**REQUIRED TASK 1**: Arrange the records, from the line containing "Objective — one marker on every instance of the front tire" through the end of the records, as a Markdown table with the columns No. and Line, one numbered row per line and blank lines omitted.

**EXTRACT PROVIDED**:
§ §

The ZooKeeper data model

As defined by the ZooKeeper wiki, ZooKeeper allows distributed processes to coordinate with each other through a shared hierarchical namespace of data registers. The namespace looks quite similar to a Unix filesystem. The data registers are known as znodes in the ZooKeeper nomenclature. You can see examples of znodes in the following image:

The ZooKeeper data model

A ZooKeeper's hierarchical namespace

Here, you can see that znodes are organized hierarchically, much like a tree, as a standard filesystem. Some important points to take note of are as follows:

  • The root node has one child znode called /zoo, which in turn has three znodes.
  • Every znode in the ZooKeeper tree is identified by a path, and the path elements are separated by /.
  • The znodes are called data registers because they can store data. Thus, a znode can have children as well as data associated with it. It's analogous to having a filesystem that allows a file to also be a path.

The data in a znode is typically stored in a byte format, with a maximum data size in each znode of no more than 1 MB. ZooKeeper is designed for coordination, and almost all forms of coordination data are relatively small in size; hence, this limit on the size of data is imposed. It is recommended that the actual data size be much less than this limit as well.

The slash-separated znode paths are canonical and have to be absolute. Relative paths and references are not recognized by ZooKeeper. It is useful to know that the znode names can be composed of Unicode characters and that the znodes can have any name. The exception to this is that the word ZooKeeper is reserved. On top of this, the use of "." is illegal as a path component.

Like files in a filesystem, znodes maintain a stat structure that includes version numbers for data changes and an access control list that changes along with timestamps associated with changes. The version number increases whenever the znode's data changes. ZooKeeper uses the version numbers along with the associated timestamps to validate its in-core cache. The znode version number also enables the client to update or delete a particular znode through ZooKeeper APIs. If the version number specified doesn't match the current version of a znode, the operation fails. However, this can be overridden by specifying 0 as the version number while performing a znode update or delete operation.

§ §

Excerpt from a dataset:

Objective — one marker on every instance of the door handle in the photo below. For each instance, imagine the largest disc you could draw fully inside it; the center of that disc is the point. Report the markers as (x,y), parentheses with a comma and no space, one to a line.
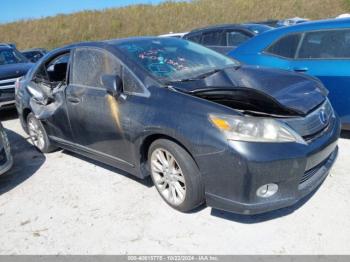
(300,69)
(73,100)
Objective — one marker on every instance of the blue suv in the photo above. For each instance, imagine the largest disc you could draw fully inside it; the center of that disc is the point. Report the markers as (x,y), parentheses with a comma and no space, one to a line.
(320,49)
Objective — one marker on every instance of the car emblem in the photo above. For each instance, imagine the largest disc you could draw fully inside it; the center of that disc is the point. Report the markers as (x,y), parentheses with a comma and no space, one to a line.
(323,117)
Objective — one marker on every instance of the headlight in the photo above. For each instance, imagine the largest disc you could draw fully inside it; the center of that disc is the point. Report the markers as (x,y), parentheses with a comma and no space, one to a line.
(254,129)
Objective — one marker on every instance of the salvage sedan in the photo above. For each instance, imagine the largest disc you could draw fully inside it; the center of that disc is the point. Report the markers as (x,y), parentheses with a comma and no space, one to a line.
(204,127)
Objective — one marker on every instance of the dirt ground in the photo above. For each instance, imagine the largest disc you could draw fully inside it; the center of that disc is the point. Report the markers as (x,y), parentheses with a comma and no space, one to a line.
(62,203)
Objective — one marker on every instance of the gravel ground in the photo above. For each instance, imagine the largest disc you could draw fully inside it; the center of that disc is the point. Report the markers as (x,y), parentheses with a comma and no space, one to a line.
(61,203)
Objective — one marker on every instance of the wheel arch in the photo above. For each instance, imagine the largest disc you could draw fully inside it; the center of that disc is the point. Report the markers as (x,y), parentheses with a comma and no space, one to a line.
(147,142)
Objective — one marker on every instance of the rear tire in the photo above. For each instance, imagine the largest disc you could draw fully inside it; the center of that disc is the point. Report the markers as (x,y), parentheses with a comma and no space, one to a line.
(175,175)
(38,135)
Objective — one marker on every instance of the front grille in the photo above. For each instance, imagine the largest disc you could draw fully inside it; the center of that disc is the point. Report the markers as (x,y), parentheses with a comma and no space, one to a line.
(312,124)
(3,157)
(310,173)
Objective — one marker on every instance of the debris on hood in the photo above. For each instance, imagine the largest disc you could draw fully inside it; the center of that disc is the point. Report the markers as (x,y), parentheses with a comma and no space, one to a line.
(259,90)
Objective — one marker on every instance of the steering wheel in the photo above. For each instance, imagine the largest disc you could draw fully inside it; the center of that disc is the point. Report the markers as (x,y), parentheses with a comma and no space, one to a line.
(161,69)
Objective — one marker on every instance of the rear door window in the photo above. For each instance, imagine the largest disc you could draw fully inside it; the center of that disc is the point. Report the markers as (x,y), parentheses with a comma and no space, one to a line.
(285,46)
(326,44)
(195,38)
(91,64)
(235,38)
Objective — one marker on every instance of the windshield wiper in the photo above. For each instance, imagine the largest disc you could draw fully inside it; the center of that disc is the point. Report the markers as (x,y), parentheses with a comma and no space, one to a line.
(201,76)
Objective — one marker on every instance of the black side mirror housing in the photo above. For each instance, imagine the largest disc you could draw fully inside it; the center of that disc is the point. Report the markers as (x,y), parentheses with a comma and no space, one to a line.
(113,84)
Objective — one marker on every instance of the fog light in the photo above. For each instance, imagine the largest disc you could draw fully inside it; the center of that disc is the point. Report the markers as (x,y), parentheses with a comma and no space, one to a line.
(267,190)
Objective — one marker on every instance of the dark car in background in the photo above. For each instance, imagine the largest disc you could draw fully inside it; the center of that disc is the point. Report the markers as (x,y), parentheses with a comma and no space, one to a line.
(6,159)
(203,126)
(12,66)
(34,54)
(224,38)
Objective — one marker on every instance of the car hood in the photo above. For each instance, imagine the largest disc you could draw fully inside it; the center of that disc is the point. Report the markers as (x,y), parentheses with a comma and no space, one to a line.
(14,70)
(294,91)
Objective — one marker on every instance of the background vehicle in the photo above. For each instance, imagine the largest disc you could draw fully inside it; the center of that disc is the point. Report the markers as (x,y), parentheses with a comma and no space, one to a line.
(34,54)
(6,159)
(291,21)
(320,49)
(12,66)
(176,35)
(224,38)
(203,126)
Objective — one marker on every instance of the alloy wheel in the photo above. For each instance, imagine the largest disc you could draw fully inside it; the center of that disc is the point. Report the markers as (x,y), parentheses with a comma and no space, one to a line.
(168,177)
(36,134)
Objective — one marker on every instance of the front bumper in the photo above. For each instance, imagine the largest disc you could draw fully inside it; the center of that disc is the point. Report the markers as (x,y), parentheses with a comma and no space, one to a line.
(7,92)
(6,159)
(232,177)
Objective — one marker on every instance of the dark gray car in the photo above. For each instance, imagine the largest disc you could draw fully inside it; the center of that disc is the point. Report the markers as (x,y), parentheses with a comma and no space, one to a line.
(203,126)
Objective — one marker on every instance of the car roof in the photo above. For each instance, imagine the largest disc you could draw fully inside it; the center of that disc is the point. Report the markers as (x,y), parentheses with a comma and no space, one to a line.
(223,27)
(33,49)
(261,41)
(106,43)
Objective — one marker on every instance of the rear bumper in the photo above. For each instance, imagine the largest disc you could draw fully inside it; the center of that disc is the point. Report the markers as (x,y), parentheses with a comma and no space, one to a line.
(233,176)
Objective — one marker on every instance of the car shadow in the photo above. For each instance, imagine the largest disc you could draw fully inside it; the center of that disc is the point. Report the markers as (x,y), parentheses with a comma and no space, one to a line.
(345,134)
(146,182)
(26,161)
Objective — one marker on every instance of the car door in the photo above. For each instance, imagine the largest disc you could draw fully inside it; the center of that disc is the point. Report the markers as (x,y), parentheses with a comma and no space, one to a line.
(325,54)
(94,114)
(213,39)
(47,88)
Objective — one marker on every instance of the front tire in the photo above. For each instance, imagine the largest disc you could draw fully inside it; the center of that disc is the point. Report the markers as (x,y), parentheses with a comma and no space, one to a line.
(175,175)
(38,135)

§ §

**REQUIRED TASK 2**: Summarize the passage on the ZooKeeper data model in two sentences.

**FINAL RESULT 1**:
| No. | Line |
|---|---|
| 1 | Objective — one marker on every instance of the front tire in the photo above. For each instance, imagine the largest disc you could draw fully inside it; the center of that disc is the point. Report the markers as (x,y), parentheses with a comma and no space, one to a line. |
| 2 | (175,175) |
| 3 | (38,135) |

**FINAL RESULT 2**: ZooKeeper lets distributed processes coordinate through a shared hierarchical namespace of data registers called znodes, which resemble a Unix filesystem, are identified by absolute slash-separated paths, and can hold both children and up to 1 MB of data. Each znode keeps a stat structure with version numbers and timestamps, and an update or delete fails if the specified version doesn't match the current one, unless 0 is given as the version number.